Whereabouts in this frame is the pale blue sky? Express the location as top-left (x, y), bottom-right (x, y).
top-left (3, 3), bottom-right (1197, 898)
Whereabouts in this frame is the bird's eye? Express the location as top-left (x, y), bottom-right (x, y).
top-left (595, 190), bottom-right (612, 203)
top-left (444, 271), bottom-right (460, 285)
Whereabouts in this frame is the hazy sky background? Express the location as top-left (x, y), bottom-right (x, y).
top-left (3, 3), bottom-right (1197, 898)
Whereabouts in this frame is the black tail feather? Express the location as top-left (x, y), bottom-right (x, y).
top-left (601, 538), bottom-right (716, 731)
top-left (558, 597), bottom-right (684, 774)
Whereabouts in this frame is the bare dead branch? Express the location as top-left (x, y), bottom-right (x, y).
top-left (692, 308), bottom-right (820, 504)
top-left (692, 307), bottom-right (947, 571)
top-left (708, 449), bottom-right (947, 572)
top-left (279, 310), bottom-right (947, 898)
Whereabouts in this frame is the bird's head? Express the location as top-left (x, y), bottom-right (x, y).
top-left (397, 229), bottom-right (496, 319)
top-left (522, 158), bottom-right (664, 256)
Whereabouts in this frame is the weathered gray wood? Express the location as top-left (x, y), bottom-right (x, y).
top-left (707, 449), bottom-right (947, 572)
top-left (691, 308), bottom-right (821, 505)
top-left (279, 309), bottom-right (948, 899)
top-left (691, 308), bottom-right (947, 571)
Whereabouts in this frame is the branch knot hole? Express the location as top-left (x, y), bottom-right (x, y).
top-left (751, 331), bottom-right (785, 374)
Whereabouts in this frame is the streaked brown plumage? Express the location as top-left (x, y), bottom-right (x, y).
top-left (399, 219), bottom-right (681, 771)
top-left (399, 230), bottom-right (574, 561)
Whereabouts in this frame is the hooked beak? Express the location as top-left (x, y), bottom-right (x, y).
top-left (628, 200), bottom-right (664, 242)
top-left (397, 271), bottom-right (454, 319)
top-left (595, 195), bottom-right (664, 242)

AIM OF THE EXERCISE:
A verbatim copy of all the entries is the expected result.

ANSWER TO THIS EXERCISE:
Whereabouts in this frame is the pale blue sky? Express the location as top-left (x, y), bottom-right (x, y).
top-left (3, 3), bottom-right (1197, 898)
Whereabouts in this frame is the bird's eye? Express the location as top-left (x, y), bottom-right (x, y).
top-left (595, 190), bottom-right (612, 203)
top-left (444, 271), bottom-right (460, 285)
Whereabouts in this frame is the hazy sky background? Express the location as top-left (x, y), bottom-right (x, y).
top-left (3, 3), bottom-right (1197, 898)
Whereabouts in this frame is the black tail feather? Express the location as top-left (x, y), bottom-right (x, y).
top-left (601, 538), bottom-right (716, 731)
top-left (558, 597), bottom-right (684, 774)
Whereabouts in this frame is the bare dead branch? Express the location as top-left (x, y), bottom-right (x, y).
top-left (692, 308), bottom-right (820, 504)
top-left (692, 307), bottom-right (947, 571)
top-left (708, 449), bottom-right (947, 572)
top-left (279, 310), bottom-right (947, 898)
Whereabouts in this frame is the bird's head? Express the location as top-left (x, y), bottom-right (x, y).
top-left (397, 229), bottom-right (496, 319)
top-left (522, 158), bottom-right (664, 256)
Whereabouts in this frame is the weathered gray wood? Express the location as top-left (x, y), bottom-right (x, y).
top-left (707, 449), bottom-right (947, 572)
top-left (691, 308), bottom-right (821, 505)
top-left (279, 309), bottom-right (948, 899)
top-left (691, 308), bottom-right (947, 571)
Whereabouts in this frame is the branch knot hole? Express the location as top-left (x, y), bottom-right (x, y).
top-left (751, 331), bottom-right (785, 374)
Whereabouts in this frame is the streaked brown plumage? Express the location as top-left (x, y), bottom-right (x, y).
top-left (399, 219), bottom-right (681, 771)
top-left (399, 230), bottom-right (574, 561)
Whereabouts in this frame is the hooked beak? Express the location as top-left (x, y), bottom-right (x, y).
top-left (628, 200), bottom-right (664, 242)
top-left (397, 271), bottom-right (454, 319)
top-left (595, 195), bottom-right (664, 242)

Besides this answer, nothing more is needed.